## Written exercise
Collect every line in the records below that contains the string "gripping", matching case exactly.

## Start Material for this task

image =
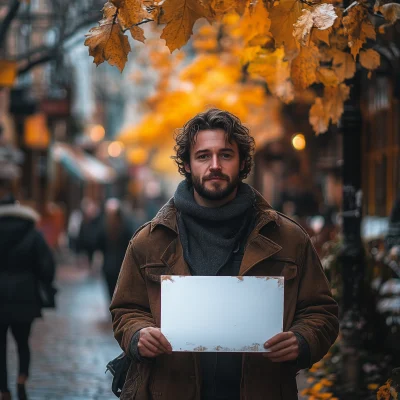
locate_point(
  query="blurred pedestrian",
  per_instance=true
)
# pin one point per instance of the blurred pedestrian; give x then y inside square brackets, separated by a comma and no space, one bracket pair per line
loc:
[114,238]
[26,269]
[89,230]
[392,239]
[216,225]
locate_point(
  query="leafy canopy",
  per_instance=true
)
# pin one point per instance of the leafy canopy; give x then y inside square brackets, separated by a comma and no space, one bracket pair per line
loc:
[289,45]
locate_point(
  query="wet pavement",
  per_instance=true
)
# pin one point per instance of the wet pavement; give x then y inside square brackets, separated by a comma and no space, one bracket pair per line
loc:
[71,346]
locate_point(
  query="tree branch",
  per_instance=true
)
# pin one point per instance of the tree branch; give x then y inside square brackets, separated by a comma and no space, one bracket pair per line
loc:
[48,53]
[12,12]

## End Material for this task
## Start Material for this task

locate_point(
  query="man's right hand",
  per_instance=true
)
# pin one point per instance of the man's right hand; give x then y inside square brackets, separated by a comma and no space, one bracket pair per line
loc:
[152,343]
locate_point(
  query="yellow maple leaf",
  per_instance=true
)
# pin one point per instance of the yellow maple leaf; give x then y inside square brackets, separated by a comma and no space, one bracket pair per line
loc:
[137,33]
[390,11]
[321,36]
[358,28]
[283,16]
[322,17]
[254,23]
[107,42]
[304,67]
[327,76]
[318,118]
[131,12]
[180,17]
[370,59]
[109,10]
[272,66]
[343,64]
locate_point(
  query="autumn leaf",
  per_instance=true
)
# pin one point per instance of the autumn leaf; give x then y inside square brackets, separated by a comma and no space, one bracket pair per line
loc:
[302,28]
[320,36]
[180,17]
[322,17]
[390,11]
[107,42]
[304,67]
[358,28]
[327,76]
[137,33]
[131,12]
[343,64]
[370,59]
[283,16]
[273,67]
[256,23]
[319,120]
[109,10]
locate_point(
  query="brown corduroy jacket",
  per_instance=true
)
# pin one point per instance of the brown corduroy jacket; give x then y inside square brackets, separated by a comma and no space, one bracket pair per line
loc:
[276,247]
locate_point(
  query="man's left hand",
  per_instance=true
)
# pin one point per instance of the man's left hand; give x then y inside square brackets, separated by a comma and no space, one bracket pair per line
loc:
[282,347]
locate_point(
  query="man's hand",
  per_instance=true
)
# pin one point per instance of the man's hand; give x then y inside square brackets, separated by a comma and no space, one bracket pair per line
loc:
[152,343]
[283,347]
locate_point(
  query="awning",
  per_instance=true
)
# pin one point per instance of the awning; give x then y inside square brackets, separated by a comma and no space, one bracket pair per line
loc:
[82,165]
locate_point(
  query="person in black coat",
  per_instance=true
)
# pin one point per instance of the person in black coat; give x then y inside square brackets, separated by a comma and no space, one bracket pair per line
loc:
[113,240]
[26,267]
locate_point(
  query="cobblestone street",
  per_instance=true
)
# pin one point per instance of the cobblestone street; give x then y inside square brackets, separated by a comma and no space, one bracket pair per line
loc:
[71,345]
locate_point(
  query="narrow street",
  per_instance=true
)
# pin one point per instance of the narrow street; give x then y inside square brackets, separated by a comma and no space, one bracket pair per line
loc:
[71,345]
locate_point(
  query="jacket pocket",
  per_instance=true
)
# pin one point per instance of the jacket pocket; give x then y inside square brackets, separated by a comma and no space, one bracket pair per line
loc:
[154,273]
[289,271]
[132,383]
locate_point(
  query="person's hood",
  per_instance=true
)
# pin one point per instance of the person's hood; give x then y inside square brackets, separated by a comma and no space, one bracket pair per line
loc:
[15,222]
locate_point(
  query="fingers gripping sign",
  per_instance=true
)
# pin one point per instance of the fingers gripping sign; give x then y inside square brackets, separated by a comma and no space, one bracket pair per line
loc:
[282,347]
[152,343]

## End Material for this task
## Start Material for this task

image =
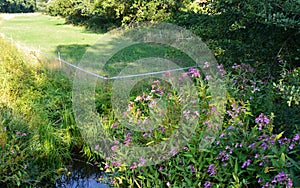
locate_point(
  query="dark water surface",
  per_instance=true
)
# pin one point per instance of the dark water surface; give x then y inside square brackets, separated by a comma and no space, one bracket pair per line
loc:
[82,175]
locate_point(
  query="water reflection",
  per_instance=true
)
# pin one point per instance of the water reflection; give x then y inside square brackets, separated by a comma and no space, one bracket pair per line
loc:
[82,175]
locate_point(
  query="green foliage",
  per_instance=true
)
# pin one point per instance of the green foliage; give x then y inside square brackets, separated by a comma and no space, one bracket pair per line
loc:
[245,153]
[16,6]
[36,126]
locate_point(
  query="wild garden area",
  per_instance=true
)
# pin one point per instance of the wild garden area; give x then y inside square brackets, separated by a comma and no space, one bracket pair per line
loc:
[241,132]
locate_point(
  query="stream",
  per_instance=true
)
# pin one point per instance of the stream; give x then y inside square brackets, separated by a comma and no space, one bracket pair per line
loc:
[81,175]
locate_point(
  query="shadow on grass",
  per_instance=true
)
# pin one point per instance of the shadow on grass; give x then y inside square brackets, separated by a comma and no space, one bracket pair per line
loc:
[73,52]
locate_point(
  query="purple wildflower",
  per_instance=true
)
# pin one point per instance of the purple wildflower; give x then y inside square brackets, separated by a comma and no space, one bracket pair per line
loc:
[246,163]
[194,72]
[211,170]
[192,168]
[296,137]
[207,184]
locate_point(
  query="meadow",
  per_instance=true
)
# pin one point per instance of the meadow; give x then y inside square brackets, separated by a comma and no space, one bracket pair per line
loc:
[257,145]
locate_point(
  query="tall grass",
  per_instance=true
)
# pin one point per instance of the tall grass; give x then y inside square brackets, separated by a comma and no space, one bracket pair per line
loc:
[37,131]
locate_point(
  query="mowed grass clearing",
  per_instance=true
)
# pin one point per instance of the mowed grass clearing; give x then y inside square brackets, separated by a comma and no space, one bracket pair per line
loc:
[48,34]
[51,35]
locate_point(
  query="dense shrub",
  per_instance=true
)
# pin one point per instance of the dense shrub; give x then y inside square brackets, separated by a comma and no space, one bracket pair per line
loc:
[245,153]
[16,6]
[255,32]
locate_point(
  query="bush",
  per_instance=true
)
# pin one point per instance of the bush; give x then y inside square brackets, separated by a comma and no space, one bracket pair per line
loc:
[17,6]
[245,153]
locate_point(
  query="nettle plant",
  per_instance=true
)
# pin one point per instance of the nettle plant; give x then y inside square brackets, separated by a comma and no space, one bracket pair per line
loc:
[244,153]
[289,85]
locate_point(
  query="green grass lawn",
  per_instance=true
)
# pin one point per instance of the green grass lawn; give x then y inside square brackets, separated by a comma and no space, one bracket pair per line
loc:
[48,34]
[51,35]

## End Material for this task

## Answer to this problem
  query="fingers gripping sign",
# pin one point per instance of the fingers gripping sign; give x then y inside square brackets, separated by a comma and no space, one bracket pair per line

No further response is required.